Если серьёзнее отнестись к той науке, которую крайне редко упоминают
в кругу сторонников интеграции наук об экосистеме города,
то есть к истории, легко обнаружить, что экологическое сознание
было мощной установкой мыслящих людей как минимум сто лет назад.
Фундамент социально-экологического знания о городе закладывал
Ф. Энгельс ("Положение рабочего класса в Англии"). Экологические
аргументы составили основу программ социал-реформистов всех оттенков.
Любопытно, за год до русского издания книги Ван дер Вельде в Москве
вышел в свет перевод "Предвидений" Герберта Уэллса,
строившего оправданный временем прогноз урбанизации под влиянием
развития путей сообщения. Кстати, именно Уэллс, а не Эбенизер
Говард, чьи "Города будущего" в полном русском переводе
вышли в свет только в 1911 году, в наибольшей мере повлиял
на идеи так называемых дезурбанистов и адептов концепции
"города-сада". Если вспомнить ещё П. А. Кропоткина и других
теоретиков анархизма, обнаружится, что проблема экологии города
была в полном почти объеме поставлена к началу XX века.
Поставлена, не решена и засунута в долгий ящик. Во-первых, потому
что у XX века хватало
других забот. Во-вторых, экологическое сознание авангардистов
конца XIX века было принадлежностью мыслящих индивидов, тогда
как омассовление науки, разразившееся полувеком позже, заимствовать
у таких индивидов их культурный потенциал не сумело. Когда
к середине нашего века выяснилось, что градостроительные
навыки недостаточны для решения усложнившихся задач, тема сознания
была чрезвычайно скоро замещена темой знания, каковую немедленно
разобрали по дисциплинам, где и приступили к её инвентаризации.
Аннингофский сад... У Крестового пруда плотина
каменная с резьбою, во оной плотине статуя каменная Самсон,
под плотиною сфинксов каменных золоченых 2... Плотина каменная
с резьбою, на ней балясы деревянные, в оной плотине статуй каменная
Венус. Под плотиной купидонов каменных золоченых 2, горшков
каменных золоченых 4...
Перепись дворцовых садов, 1701 год
Теоретик расселения за словом "город" видит точку
на карте, и размер этой точки соответствует рангу города N по
численности жителей. Он видит группы и констелляции точек, векторы
связей между ними. Социолог видит за тем же словом мир человеческих
взаимосвязей, дифференцированный по возрастам и этнической принадлежности,
уровням образования и навыкам цивилизованности, занятиям и предпочтениям.
::::
● **ЗАДАНИЕ**:
Выпишите из текста об экологии города всех упомянутых в нём авторов и теоретиков.
::::
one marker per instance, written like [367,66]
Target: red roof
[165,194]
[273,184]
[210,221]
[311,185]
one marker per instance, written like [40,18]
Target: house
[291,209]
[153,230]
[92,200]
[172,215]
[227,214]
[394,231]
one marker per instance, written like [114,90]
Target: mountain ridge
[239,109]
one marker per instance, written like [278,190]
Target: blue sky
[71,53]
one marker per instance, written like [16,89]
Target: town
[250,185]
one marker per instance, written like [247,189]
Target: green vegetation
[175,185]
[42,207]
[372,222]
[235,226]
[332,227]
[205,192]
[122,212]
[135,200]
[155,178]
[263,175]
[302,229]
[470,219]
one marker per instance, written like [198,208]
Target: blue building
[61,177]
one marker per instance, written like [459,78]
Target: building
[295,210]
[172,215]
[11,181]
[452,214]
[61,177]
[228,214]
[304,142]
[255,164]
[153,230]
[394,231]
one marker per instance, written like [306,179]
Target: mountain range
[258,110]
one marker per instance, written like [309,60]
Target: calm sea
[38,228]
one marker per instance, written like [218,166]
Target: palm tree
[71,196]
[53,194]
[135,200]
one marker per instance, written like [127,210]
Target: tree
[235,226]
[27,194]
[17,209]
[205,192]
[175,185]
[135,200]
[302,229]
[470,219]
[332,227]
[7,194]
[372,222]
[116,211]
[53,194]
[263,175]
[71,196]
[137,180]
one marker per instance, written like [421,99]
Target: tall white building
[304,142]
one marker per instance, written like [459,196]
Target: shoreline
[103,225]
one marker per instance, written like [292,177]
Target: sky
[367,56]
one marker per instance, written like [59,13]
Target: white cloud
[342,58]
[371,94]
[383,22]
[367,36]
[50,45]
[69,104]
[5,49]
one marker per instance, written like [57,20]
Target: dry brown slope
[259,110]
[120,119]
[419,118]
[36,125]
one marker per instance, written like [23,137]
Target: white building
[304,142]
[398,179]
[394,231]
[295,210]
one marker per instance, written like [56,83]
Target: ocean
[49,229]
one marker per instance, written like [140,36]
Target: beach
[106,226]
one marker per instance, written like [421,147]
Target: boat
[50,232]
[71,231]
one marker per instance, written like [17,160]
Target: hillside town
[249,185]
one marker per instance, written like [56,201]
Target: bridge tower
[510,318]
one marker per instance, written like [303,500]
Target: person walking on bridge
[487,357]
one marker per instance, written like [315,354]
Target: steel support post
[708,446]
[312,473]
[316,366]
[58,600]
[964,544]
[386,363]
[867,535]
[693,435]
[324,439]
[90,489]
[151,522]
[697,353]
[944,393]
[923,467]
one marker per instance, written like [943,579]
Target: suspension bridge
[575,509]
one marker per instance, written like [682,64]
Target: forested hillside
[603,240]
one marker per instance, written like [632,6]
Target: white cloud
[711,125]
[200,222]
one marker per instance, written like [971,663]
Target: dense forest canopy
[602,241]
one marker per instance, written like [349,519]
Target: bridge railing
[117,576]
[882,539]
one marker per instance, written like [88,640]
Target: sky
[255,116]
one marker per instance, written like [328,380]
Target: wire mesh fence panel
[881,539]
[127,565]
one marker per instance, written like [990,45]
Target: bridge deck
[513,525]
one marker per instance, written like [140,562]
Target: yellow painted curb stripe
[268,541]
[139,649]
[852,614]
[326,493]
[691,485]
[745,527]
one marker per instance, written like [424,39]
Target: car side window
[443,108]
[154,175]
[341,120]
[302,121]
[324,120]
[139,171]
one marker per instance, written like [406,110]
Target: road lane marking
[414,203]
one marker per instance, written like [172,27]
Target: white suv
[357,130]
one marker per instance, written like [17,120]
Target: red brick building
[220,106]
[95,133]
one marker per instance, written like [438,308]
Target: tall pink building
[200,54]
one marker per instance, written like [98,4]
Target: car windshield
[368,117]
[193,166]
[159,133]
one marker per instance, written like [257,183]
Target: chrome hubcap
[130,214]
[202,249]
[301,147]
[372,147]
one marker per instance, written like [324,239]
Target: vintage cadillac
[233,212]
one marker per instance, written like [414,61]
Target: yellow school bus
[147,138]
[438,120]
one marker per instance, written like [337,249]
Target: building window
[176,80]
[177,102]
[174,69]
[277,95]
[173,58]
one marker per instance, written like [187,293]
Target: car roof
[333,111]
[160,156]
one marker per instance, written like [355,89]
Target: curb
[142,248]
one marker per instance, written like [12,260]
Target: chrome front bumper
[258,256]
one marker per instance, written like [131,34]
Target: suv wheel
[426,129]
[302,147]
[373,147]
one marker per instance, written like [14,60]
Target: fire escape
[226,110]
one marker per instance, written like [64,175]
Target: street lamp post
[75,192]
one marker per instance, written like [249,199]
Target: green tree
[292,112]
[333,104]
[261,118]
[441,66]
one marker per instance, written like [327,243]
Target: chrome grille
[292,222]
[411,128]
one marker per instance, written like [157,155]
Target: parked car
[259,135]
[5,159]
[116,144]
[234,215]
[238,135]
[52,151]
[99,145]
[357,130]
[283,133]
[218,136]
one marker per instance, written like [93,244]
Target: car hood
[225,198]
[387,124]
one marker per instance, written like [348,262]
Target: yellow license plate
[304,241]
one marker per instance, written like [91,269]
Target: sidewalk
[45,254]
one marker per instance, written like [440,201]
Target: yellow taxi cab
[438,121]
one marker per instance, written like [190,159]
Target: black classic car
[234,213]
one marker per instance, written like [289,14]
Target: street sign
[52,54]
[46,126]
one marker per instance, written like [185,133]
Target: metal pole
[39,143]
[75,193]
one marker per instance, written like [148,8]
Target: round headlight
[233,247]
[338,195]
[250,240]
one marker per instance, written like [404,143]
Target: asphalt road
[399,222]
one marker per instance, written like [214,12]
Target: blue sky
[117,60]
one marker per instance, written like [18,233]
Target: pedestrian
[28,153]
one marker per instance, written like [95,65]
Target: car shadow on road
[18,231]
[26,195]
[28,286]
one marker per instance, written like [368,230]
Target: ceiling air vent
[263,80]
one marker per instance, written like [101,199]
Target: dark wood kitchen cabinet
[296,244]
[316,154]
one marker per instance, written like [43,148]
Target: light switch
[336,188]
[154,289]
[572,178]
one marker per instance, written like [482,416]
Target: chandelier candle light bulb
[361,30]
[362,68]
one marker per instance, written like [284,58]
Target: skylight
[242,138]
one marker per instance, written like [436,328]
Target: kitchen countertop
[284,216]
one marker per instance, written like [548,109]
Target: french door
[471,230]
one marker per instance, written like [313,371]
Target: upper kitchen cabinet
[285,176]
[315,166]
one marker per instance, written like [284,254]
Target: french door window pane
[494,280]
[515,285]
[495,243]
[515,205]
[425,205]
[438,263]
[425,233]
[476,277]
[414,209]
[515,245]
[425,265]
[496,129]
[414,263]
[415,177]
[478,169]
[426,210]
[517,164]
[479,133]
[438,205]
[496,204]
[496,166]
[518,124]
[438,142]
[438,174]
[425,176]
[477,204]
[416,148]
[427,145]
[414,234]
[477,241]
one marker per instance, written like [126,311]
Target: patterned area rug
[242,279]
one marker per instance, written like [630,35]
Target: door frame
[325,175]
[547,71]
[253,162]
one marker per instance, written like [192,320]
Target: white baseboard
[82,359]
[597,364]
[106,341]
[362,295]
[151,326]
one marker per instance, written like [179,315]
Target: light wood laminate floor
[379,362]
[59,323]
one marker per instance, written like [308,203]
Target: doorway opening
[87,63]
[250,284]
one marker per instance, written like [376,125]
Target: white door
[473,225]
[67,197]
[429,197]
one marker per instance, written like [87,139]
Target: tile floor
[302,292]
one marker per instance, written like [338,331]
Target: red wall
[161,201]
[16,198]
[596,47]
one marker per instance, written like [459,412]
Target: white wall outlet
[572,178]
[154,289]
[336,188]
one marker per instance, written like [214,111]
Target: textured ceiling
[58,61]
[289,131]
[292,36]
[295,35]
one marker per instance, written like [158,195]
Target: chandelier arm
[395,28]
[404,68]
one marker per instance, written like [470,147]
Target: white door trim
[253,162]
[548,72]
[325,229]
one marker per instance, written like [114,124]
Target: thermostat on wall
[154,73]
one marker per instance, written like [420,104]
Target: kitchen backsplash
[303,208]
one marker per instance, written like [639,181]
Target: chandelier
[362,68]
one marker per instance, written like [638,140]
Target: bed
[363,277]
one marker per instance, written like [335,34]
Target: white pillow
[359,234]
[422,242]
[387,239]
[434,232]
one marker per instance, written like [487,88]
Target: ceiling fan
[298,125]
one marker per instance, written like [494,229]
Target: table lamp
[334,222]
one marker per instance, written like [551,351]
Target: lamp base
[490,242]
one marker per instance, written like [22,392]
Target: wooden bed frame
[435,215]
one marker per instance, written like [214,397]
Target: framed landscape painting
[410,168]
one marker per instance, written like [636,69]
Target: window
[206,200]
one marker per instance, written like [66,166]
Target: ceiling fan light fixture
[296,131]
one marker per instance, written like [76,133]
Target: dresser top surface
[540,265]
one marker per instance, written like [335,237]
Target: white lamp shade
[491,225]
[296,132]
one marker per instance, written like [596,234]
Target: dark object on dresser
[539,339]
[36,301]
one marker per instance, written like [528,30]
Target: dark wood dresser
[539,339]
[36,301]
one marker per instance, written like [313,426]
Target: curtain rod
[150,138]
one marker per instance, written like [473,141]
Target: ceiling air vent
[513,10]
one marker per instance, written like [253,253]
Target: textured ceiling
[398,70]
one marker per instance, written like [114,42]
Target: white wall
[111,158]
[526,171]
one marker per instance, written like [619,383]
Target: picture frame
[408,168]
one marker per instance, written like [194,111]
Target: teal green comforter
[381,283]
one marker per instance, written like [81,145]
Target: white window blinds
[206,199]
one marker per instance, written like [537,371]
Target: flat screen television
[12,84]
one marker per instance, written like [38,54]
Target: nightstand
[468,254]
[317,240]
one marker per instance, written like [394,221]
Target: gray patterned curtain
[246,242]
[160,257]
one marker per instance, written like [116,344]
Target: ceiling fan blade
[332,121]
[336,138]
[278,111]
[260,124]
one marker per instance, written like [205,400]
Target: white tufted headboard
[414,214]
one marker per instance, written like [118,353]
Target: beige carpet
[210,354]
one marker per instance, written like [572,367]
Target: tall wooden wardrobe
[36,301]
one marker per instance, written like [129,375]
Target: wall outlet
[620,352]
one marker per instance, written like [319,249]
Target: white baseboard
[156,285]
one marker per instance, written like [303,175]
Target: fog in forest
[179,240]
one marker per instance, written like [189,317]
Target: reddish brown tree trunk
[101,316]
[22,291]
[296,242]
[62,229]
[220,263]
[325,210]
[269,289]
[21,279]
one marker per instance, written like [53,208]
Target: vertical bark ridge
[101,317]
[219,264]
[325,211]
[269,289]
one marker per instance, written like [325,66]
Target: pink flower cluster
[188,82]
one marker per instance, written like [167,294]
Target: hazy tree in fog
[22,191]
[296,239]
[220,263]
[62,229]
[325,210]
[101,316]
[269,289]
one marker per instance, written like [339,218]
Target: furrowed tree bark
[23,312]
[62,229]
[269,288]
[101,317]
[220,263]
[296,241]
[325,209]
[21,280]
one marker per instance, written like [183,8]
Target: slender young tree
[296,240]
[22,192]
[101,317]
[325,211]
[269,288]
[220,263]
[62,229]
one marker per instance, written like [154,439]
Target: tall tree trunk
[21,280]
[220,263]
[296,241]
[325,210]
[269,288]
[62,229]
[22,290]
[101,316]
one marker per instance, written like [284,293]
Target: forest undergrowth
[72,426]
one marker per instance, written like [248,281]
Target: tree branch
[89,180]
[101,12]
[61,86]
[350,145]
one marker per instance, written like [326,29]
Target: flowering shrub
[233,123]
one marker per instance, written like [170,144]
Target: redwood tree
::::
● **ОТВЕТ**:
Ф. Энгельс, Ван дер Вельде, Герберт Уэллс, Эбенизер Говард, П. А. Кропоткин